[Saved entries]
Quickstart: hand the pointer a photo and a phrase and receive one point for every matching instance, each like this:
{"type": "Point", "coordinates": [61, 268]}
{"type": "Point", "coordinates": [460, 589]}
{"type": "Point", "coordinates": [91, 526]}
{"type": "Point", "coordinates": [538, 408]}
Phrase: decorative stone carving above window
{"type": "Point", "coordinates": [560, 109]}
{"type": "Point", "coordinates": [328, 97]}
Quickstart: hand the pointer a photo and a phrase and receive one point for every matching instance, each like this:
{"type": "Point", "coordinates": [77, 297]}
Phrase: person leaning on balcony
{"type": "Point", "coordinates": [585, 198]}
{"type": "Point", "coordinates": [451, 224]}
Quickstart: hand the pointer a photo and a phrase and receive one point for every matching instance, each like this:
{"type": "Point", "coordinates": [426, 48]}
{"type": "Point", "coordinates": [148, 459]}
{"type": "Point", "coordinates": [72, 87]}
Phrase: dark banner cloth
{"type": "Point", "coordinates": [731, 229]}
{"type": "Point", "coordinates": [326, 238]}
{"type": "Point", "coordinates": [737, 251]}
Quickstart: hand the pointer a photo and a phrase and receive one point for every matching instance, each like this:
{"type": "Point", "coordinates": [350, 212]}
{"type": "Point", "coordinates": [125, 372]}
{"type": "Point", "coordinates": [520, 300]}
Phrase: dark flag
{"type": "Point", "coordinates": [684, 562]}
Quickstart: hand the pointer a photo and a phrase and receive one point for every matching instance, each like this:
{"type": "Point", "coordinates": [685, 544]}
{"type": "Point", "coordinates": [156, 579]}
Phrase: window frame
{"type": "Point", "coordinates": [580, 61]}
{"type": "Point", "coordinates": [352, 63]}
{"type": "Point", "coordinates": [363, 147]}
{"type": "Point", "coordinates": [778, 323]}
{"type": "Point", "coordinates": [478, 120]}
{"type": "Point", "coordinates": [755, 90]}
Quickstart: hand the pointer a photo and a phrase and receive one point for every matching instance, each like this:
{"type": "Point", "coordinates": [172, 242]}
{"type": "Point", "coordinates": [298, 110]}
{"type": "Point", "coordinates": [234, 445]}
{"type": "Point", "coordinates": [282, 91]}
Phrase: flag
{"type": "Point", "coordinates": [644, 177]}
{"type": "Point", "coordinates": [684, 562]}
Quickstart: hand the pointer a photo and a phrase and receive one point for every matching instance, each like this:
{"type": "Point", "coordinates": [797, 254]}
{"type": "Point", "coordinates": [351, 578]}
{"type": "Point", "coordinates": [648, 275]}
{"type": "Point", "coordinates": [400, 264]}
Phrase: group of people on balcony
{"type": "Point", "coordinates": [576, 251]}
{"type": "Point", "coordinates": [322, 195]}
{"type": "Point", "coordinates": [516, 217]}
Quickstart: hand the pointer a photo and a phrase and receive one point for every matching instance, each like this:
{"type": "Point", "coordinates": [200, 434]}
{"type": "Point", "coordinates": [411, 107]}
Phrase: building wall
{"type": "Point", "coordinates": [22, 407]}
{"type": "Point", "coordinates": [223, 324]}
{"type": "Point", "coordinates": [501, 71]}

* [Exercise brief] The response should consist of all the entries, transcribed exactly.

* [Response]
Quickstart: hand the pointer a photo and a phrase and receive one point for every matching instance, each like this:
{"type": "Point", "coordinates": [61, 268]}
{"type": "Point", "coordinates": [460, 589]}
{"type": "Point", "coordinates": [91, 526]}
{"type": "Point", "coordinates": [538, 408]}
Phrase: decorative stone carving above window
{"type": "Point", "coordinates": [560, 109]}
{"type": "Point", "coordinates": [328, 97]}
Quickstart: hand the pointer a photo and a phrase and receive one point for every matching instance, each like this:
{"type": "Point", "coordinates": [77, 297]}
Phrase: person leaning on balcony
{"type": "Point", "coordinates": [585, 198]}
{"type": "Point", "coordinates": [451, 224]}
Quickstart: hand the pointer a photo and a phrase and receive one point for every matching instance, each like this:
{"type": "Point", "coordinates": [426, 48]}
{"type": "Point", "coordinates": [148, 459]}
{"type": "Point", "coordinates": [72, 87]}
Phrase: dark banner cloth
{"type": "Point", "coordinates": [731, 229]}
{"type": "Point", "coordinates": [326, 238]}
{"type": "Point", "coordinates": [737, 251]}
Quickstart: hand the pointer a photo and a phrase and receive one point for every matching instance, each like this:
{"type": "Point", "coordinates": [350, 212]}
{"type": "Point", "coordinates": [125, 372]}
{"type": "Point", "coordinates": [520, 300]}
Phrase: dark flag
{"type": "Point", "coordinates": [684, 562]}
Quickstart: hand the pointer a photo and a phrase and receive one point for every matching instance, each like this:
{"type": "Point", "coordinates": [685, 544]}
{"type": "Point", "coordinates": [156, 579]}
Phrase: window frame
{"type": "Point", "coordinates": [580, 61]}
{"type": "Point", "coordinates": [352, 63]}
{"type": "Point", "coordinates": [363, 147]}
{"type": "Point", "coordinates": [778, 323]}
{"type": "Point", "coordinates": [478, 120]}
{"type": "Point", "coordinates": [755, 90]}
Quickstart: hand the pointer a photo and a phrase and receive one point for every matching instance, each like this:
{"type": "Point", "coordinates": [172, 242]}
{"type": "Point", "coordinates": [298, 110]}
{"type": "Point", "coordinates": [234, 445]}
{"type": "Point", "coordinates": [282, 91]}
Phrase: flag
{"type": "Point", "coordinates": [644, 177]}
{"type": "Point", "coordinates": [684, 562]}
Quickstart: hand the pointer a photo and a phrase and receive one point for every matching instance, each like this:
{"type": "Point", "coordinates": [797, 254]}
{"type": "Point", "coordinates": [351, 578]}
{"type": "Point", "coordinates": [648, 275]}
{"type": "Point", "coordinates": [400, 264]}
Phrase: group of people on balcony
{"type": "Point", "coordinates": [576, 251]}
{"type": "Point", "coordinates": [322, 195]}
{"type": "Point", "coordinates": [516, 217]}
Quickstart: hand the pointer a photo and a phrase and receive one point for every matching instance, each like this:
{"type": "Point", "coordinates": [200, 434]}
{"type": "Point", "coordinates": [411, 107]}
Phrase: building wall
{"type": "Point", "coordinates": [22, 407]}
{"type": "Point", "coordinates": [223, 324]}
{"type": "Point", "coordinates": [501, 71]}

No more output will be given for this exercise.